TEXTE:
::::::::
La marche du Grand Paris des sans-papiers à moitié route

Bruno - 26/09/2013
Image:La marche du Grand Paris des sans-papiers à moitié route

Sarcelles - mercredi 25 septembre 2013
Interview d’Anzoumane Sissoko (CSP75)

Interview d’Anzoumane Sissoko, porte-parole de la marche, de la CSP75 (Coordination 75 des sans-papiers), et un des portes-paroles de l’UNSP (Union nationale des sans-papiers).

Hier nous sommes arrivés à Argenteuil et aujourd’hui à Sarcelles. Nous avons parcouru la première des deux grandes boucles autour de Paris, la moitié du parcours. Nous sommes partis le 7 septembre de la place de la République à Paris pour Mesnil-Amelot, où se trouve le plus grand CRA de France : nous avons demandé sa fermeture. Dès le départ de notre marche, nous avons demandé la fermeture de tous les CRA, ces camps où la France enferme ses esclaves sans-papiers.

À partir de Mesnil-Amelot, nous sommes descendus dans la grande banlieue Est, nous avons traversé la grande banlieue Sud, puis sommes remontés à l’Ouest de la capitale. Nous parcourons maintenant la grande banlieue Nord, en nous approchant de Paris au fur et à mesure. Nous allons en refaire le tour en traversant la proche banlieue, et nous rentrerons dans la capitale le samedi 5 octobre, pour aller à l’Élysée faire entendre nos voix de protestations : pour demander la régularisation immédiate de tous les sans-papiers et la démission de Valls, ce ministre qui a mis en place une politique d’immigration criminelle, beaucoup plus restrictive encore que celle des gouvernements de droite qui ont précédé le gouvernement socialiste.

Le dimanche 6 octobre la marche se terminera à Paris par un événement qui reste à définir.
::::::::
LIGNES DE L'EXERCICE:
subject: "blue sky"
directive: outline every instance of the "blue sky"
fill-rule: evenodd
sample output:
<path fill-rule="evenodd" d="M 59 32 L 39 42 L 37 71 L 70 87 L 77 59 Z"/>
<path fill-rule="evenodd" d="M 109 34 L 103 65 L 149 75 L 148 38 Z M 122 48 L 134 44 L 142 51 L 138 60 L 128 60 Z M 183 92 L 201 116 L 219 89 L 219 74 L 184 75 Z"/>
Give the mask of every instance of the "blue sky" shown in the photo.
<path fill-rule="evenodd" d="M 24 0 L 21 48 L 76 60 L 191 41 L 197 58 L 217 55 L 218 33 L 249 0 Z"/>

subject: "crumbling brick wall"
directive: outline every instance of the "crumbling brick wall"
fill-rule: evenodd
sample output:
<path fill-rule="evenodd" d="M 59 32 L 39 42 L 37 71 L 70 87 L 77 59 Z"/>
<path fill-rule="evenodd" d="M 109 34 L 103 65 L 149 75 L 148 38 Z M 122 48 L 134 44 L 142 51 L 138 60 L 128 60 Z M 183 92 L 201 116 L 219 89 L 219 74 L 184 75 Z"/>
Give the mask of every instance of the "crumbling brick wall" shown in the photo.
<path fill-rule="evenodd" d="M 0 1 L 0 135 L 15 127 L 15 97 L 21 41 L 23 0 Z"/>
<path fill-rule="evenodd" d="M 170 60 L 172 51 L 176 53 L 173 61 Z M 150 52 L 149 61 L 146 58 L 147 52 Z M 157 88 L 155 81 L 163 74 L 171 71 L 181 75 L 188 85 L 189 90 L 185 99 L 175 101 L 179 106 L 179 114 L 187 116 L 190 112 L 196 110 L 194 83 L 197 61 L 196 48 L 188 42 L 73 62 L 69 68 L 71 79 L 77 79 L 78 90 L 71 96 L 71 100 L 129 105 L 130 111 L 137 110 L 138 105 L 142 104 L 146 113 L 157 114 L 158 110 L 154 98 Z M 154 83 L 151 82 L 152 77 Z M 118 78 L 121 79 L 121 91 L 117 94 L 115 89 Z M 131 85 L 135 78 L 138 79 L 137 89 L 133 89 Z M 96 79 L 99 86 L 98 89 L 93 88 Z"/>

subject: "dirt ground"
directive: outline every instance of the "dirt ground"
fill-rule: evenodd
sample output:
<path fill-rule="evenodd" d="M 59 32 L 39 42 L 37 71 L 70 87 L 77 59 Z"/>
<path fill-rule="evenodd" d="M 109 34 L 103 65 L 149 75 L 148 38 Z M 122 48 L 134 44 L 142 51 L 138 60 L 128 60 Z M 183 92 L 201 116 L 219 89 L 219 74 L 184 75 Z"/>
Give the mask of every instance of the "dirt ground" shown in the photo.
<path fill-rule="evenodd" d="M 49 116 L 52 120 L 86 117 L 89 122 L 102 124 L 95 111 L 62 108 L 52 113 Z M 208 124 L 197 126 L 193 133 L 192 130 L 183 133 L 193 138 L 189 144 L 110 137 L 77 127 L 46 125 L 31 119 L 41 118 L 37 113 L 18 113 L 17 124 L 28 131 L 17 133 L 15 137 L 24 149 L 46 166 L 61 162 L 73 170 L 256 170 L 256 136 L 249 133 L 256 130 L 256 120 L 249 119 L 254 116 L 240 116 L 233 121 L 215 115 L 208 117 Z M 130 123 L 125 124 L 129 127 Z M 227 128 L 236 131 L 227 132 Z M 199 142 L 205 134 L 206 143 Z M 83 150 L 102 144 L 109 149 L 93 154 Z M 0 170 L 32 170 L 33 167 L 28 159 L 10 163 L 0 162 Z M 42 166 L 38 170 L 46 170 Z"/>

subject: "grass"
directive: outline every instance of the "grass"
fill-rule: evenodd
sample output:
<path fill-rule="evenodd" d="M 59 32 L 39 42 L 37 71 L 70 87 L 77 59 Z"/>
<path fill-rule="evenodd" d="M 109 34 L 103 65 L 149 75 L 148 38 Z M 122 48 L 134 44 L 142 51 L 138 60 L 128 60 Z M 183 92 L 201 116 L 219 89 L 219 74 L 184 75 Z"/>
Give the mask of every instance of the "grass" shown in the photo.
::::::::
OBJECTIF 1:
D'après le texte, quel jour la marche doit-elle rentrer dans la capitale ?
OBJECTIF 2:
Repérez chaque ligne qui contient le mot "wall" et recopiez-la. Tenez compte des majuscules et des minuscules.

RÉSULTAT 1:
Le samedi 5 octobre.

RÉSULTAT 2:
subject: "crumbling brick wall"
directive: outline every instance of the "crumbling brick wall"
Give the mask of every instance of the "crumbling brick wall" shown in the photo.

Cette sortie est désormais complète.